Stored dataset items:
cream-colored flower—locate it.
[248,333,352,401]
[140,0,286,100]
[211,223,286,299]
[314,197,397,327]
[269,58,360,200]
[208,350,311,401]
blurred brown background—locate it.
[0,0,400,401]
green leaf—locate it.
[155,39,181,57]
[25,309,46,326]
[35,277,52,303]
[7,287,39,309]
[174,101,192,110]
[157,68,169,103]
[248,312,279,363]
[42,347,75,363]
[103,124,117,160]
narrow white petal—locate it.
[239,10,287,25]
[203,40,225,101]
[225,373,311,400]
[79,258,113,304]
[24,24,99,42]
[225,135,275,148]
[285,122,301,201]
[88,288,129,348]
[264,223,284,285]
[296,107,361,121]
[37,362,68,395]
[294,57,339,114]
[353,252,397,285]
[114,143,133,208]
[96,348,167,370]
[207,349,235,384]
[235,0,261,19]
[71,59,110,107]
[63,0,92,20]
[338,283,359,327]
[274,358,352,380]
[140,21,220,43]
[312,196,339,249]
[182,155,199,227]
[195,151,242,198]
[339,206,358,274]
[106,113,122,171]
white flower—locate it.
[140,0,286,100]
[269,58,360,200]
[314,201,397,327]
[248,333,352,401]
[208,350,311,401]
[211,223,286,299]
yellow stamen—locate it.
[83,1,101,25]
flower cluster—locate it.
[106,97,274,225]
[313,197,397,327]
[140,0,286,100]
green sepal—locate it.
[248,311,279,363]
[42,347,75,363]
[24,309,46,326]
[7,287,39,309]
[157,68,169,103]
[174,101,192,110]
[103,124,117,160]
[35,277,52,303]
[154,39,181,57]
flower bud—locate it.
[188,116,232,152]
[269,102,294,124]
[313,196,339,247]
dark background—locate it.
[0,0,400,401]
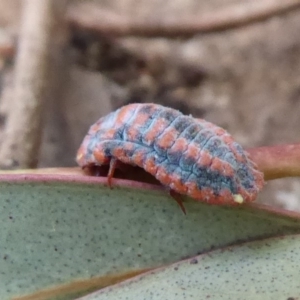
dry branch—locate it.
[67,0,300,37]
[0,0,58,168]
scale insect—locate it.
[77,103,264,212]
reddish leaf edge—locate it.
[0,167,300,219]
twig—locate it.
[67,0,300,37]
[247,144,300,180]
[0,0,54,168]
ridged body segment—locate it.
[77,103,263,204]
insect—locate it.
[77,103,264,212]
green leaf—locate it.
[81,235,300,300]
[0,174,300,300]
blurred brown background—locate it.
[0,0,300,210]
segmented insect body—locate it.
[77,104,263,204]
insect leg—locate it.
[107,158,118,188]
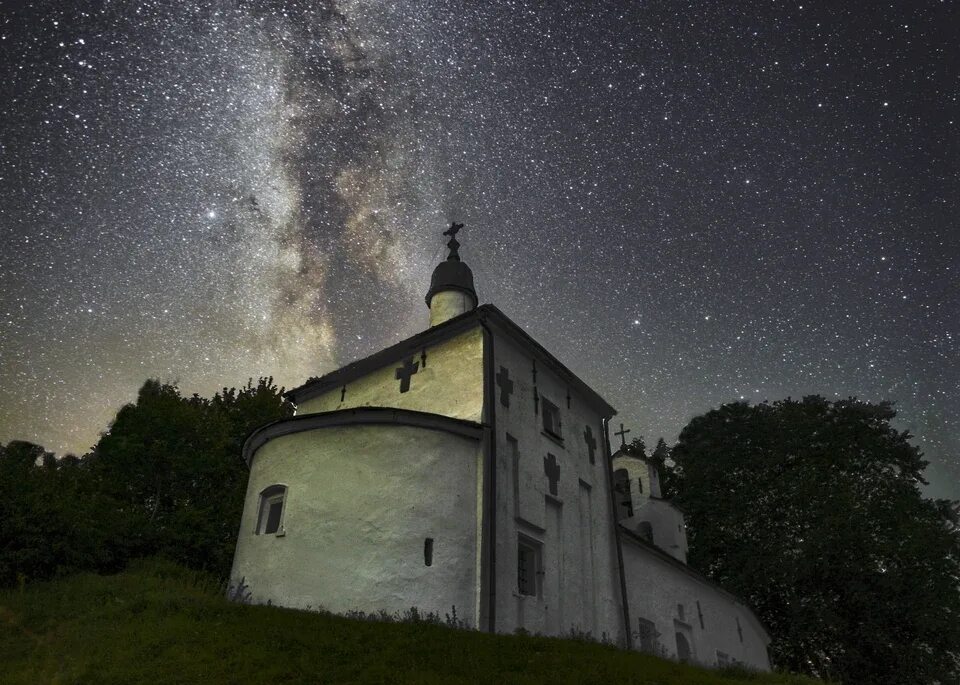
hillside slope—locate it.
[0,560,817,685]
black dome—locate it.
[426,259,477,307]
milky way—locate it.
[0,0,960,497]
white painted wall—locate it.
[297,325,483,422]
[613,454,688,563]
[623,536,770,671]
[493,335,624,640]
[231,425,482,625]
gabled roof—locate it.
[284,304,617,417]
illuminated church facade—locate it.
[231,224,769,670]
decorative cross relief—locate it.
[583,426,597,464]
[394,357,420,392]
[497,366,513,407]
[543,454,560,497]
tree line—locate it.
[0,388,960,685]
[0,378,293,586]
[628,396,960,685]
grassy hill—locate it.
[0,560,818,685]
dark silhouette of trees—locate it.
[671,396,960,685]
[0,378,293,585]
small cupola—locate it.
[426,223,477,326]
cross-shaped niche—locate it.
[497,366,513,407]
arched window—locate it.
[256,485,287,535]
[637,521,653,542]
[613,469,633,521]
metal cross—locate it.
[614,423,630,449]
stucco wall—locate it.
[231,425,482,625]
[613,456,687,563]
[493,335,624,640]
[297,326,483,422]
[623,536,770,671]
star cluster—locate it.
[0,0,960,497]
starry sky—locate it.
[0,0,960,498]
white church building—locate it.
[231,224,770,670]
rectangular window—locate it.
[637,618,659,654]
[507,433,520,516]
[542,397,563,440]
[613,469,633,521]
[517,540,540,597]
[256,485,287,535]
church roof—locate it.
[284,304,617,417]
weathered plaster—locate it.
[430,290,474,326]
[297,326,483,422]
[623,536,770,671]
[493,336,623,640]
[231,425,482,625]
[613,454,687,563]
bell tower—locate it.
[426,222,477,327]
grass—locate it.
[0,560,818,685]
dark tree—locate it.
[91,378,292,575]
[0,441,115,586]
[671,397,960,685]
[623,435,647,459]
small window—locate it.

[WORK TO BE COMPLETED] Please lay out the full listing above as a numbered list, without blank lines and without the pictures.

[FULL RESPONSE]
1. cream-colored flower—locate it.
2. [248,333,352,401]
3. [140,0,286,100]
4. [211,223,286,299]
5. [314,197,397,327]
6. [269,58,360,200]
7. [208,350,311,401]
8. blurred brown background—locate it.
9. [0,0,400,401]
10. green leaf—locate it.
11. [155,39,181,57]
12. [25,309,46,326]
13. [35,277,52,303]
14. [7,287,39,309]
15. [174,101,192,110]
16. [157,68,169,103]
17. [248,312,279,363]
18. [42,347,75,363]
19. [103,124,117,160]
20. narrow white petal—locate it.
21. [239,10,287,25]
22. [203,40,225,101]
23. [225,373,311,400]
24. [79,258,113,304]
25. [24,24,99,42]
26. [225,135,275,148]
27. [285,122,301,201]
28. [88,288,129,348]
29. [264,223,284,285]
30. [296,107,361,121]
31. [37,362,68,395]
32. [294,57,339,114]
33. [353,252,397,285]
34. [114,143,133,208]
35. [96,348,167,370]
36. [207,349,235,384]
37. [235,0,261,19]
38. [71,59,110,107]
39. [63,0,92,20]
40. [338,283,359,327]
41. [274,358,352,380]
42. [140,21,220,43]
43. [312,196,339,249]
44. [182,155,199,227]
45. [195,151,242,198]
46. [339,206,358,274]
47. [106,113,122,171]
48. white flower—locate it.
49. [140,0,286,100]
50. [269,58,360,200]
51. [314,201,397,327]
52. [248,333,352,401]
53. [208,350,311,401]
54. [211,223,286,299]
55. yellow stamen—locate it.
56. [83,1,101,25]
57. flower cluster—locate it.
58. [106,97,274,225]
59. [313,197,397,327]
60. [140,0,286,100]
61. green sepal—locate it.
62. [248,311,279,363]
63. [42,347,75,363]
64. [24,309,46,326]
65. [7,287,39,309]
66. [157,68,169,103]
67. [174,101,192,110]
68. [103,124,117,160]
69. [35,277,52,303]
70. [154,39,181,57]
71. flower bud—locate it.
72. [188,116,232,152]
73. [269,102,294,124]
74. [313,196,339,247]
75. dark background—locate it.
76. [0,0,400,401]
77. dry branch—locate it.
78. [67,0,300,37]
79. [0,0,58,168]
80. scale insect—locate it.
81. [77,103,264,212]
82. reddish leaf edge—locate it.
83. [0,167,300,219]
84. twig—locate it.
85. [67,0,300,37]
86. [247,144,300,180]
87. [0,0,54,168]
88. ridged body segment—locate it.
89. [77,103,263,204]
90. insect—locate it.
91. [77,103,264,212]
92. green leaf—locate it.
93. [81,235,300,300]
94. [0,174,300,300]
95. blurred brown background—locate it.
96. [0,0,300,210]
97. segmented insect body—locate it.
98. [77,104,263,204]
99. insect leg—locate it.
100. [107,158,118,188]
101. hillside slope—locate it.
102. [0,560,817,685]
103. black dome—locate it.
104. [426,259,477,307]
105. milky way—locate it.
106. [0,0,960,497]
107. white painted wall—locate it.
108. [297,325,483,422]
109. [613,454,688,563]
110. [623,536,770,671]
111. [493,335,624,640]
112. [231,425,482,625]
113. gabled roof—locate it.
114. [284,304,617,417]
115. illuminated church facade—locate it.
116. [231,224,769,670]
117. decorative cross relief—locate it.
118. [583,426,597,464]
119. [394,357,420,392]
120. [497,366,513,407]
121. [543,454,560,497]
122. tree line—locate it.
123. [0,388,960,685]
124. [0,378,293,586]
125. [628,396,960,685]
126. grassy hill—locate it.
127. [0,560,818,685]
128. dark silhouette of trees—locate it.
129. [671,396,960,685]
130. [0,378,293,585]
131. small cupola—locate it.
132. [426,223,477,326]
133. cross-shaped niche—locate it.
134. [497,366,513,407]
135. arched window—locate it.
136. [256,485,287,535]
137. [637,521,653,542]
138. [613,469,633,521]
139. metal cross—locate it.
140. [614,423,630,449]
141. stucco wall—locate it.
142. [231,425,482,625]
143. [613,456,687,563]
144. [493,335,624,640]
145. [297,326,483,422]
146. [623,536,770,671]
147. star cluster—locate it.
148. [0,0,960,497]
149. starry sky—locate it.
150. [0,0,960,498]
151. white church building—locate it.
152. [231,224,770,670]
153. rectangular window—locate it.
154. [637,618,659,654]
155. [507,433,520,516]
156. [542,397,563,440]
157. [613,469,633,521]
158. [517,540,540,597]
159. [256,485,287,535]
160. church roof—locate it.
161. [284,304,617,417]
162. weathered plaster—locate it.
163. [430,290,474,326]
164. [297,326,483,422]
165. [623,536,770,671]
166. [493,336,623,640]
167. [231,425,482,625]
168. [613,454,687,563]
169. bell tower—locate it.
170. [426,222,477,327]
171. grass—locate it.
172. [0,560,818,685]
173. dark tree—locate it.
174. [91,378,292,575]
175. [0,441,115,586]
176. [671,397,960,685]
177. [623,435,647,459]
178. small window—locate it.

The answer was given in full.